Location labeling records
——
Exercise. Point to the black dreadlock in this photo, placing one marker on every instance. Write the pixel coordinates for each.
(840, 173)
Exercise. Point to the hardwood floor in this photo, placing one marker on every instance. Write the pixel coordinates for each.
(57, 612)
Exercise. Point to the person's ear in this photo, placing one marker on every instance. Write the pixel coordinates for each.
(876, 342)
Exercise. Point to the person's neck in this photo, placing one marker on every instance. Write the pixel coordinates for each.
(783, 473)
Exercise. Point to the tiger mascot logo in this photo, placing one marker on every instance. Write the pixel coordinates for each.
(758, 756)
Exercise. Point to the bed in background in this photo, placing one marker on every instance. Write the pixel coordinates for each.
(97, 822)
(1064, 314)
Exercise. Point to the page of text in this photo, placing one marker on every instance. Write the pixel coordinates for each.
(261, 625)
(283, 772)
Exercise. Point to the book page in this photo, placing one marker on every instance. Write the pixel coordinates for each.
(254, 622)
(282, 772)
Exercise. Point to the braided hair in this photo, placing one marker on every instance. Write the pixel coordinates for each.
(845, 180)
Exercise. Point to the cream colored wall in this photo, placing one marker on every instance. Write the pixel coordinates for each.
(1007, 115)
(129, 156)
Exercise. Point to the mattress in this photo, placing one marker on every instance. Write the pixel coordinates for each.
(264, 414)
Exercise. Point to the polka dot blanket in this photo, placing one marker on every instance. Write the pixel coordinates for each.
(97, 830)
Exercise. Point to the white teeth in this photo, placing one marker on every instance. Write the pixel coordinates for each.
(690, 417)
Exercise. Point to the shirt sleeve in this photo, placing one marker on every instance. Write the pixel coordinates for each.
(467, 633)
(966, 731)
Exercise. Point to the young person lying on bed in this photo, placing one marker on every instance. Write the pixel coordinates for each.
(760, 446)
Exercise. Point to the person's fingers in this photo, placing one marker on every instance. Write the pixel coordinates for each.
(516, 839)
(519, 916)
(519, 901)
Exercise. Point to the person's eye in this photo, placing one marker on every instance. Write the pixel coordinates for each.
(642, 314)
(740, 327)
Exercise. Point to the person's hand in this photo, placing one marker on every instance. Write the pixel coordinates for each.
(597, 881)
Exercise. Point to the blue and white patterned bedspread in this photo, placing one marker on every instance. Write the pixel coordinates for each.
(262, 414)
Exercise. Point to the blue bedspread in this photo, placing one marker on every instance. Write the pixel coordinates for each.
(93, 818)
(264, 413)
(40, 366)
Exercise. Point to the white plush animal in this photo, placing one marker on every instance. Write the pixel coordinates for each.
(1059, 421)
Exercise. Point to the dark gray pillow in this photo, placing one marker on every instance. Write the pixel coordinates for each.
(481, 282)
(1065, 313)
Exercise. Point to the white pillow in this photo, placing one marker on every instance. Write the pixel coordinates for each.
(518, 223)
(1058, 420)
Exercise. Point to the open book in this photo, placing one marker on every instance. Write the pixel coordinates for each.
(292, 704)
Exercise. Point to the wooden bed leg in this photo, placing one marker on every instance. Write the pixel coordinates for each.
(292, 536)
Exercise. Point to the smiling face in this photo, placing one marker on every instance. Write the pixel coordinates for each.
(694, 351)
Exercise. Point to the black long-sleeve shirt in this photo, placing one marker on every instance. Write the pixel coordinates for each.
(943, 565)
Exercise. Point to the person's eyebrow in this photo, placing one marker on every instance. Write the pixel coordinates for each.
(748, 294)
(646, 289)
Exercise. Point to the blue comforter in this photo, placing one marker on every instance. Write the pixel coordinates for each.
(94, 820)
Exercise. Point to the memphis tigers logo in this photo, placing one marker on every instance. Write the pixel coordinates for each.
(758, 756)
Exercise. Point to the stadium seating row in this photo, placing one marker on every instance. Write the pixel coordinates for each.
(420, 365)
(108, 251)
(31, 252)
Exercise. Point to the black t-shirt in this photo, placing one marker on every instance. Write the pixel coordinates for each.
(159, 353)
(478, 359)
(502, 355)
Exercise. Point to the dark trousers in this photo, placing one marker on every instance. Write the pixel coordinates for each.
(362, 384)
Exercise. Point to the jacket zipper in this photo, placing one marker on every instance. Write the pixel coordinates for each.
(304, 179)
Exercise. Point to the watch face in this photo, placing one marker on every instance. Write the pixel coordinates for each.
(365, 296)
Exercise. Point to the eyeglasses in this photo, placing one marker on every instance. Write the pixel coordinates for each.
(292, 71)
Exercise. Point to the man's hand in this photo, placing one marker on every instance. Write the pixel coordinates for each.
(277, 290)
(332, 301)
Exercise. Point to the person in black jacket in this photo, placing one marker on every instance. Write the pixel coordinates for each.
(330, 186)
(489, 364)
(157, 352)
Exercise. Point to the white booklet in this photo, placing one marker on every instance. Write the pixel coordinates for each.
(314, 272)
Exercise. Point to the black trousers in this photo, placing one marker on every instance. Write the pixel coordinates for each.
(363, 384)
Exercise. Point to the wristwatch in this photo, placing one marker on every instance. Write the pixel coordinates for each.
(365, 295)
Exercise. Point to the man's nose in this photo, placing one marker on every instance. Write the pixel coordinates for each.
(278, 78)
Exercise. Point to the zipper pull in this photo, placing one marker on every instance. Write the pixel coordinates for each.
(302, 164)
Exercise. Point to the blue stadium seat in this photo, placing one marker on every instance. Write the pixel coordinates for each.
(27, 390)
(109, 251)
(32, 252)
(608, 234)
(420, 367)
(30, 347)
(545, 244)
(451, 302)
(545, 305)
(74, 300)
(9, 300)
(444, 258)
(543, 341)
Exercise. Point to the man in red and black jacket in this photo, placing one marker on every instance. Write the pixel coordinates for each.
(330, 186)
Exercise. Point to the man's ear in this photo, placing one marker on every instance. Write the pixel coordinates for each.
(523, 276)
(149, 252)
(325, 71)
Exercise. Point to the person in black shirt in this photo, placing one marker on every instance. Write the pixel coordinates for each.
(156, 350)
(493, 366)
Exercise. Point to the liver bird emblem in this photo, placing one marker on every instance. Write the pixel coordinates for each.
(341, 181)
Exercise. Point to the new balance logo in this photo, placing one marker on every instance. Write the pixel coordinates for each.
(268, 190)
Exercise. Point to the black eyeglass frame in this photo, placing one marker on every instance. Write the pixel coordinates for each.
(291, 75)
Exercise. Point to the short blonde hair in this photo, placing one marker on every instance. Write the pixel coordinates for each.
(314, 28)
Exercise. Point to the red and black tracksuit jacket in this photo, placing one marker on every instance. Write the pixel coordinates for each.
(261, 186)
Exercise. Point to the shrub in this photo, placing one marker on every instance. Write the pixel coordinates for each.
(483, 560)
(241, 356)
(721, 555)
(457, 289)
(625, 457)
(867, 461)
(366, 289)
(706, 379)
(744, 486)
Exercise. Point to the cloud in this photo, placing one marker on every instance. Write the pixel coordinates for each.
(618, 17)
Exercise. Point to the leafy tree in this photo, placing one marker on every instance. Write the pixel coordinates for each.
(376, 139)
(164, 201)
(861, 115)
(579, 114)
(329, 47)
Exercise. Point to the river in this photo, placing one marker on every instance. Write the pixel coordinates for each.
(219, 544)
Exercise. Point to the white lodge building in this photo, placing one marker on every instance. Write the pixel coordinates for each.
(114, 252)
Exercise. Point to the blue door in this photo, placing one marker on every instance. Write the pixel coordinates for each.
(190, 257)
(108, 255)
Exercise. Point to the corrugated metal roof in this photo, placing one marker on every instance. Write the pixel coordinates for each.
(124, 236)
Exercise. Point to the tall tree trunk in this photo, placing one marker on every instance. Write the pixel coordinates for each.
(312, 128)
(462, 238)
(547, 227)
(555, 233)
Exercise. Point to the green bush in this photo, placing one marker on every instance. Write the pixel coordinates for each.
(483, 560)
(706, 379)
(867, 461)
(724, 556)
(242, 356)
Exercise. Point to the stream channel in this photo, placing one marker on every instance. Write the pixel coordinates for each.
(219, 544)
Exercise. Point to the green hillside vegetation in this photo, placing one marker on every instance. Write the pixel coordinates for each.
——
▶ **WHAT YOU SHOULD DO**: Exactly as written, give the line containing "Exercise. Point to the river" and all remaining lines of the records.

▶ **SOLUTION TO THIS EXERCISE**:
Exercise. Point to the river in this photo, placing one marker on every instance. Write the pixel coordinates for each.
(219, 544)
Exercise. Point to the white lodge building in this photo, placing one marker on every instance. Write the pixel coordinates for each.
(114, 252)
Exercise. Point to the blue door in this photo, placing one marker on every instance. Write the pixel coordinates for each.
(190, 257)
(108, 255)
Exercise. Point to the corrugated metal roof in this photo, placing one marker on every instance. Write the pixel coordinates for each.
(124, 236)
Exercise. Point to the tall tree trunk in this photo, placing one marker on every instance. Write the pixel coordinates for each.
(312, 128)
(462, 238)
(547, 227)
(555, 233)
Exercise. Point to the green bush in this photo, placing one marker on every instance. Write the pixel coordinates for each.
(483, 560)
(706, 379)
(867, 461)
(724, 556)
(242, 356)
Exercise. Point to the stream channel in this photo, placing one marker on every instance. Write the pixel coordinates for each.
(219, 544)
Exercise. Point to the green hillside vegetation in this photo, placing one marker on every instance. Write the pixel coordinates for each.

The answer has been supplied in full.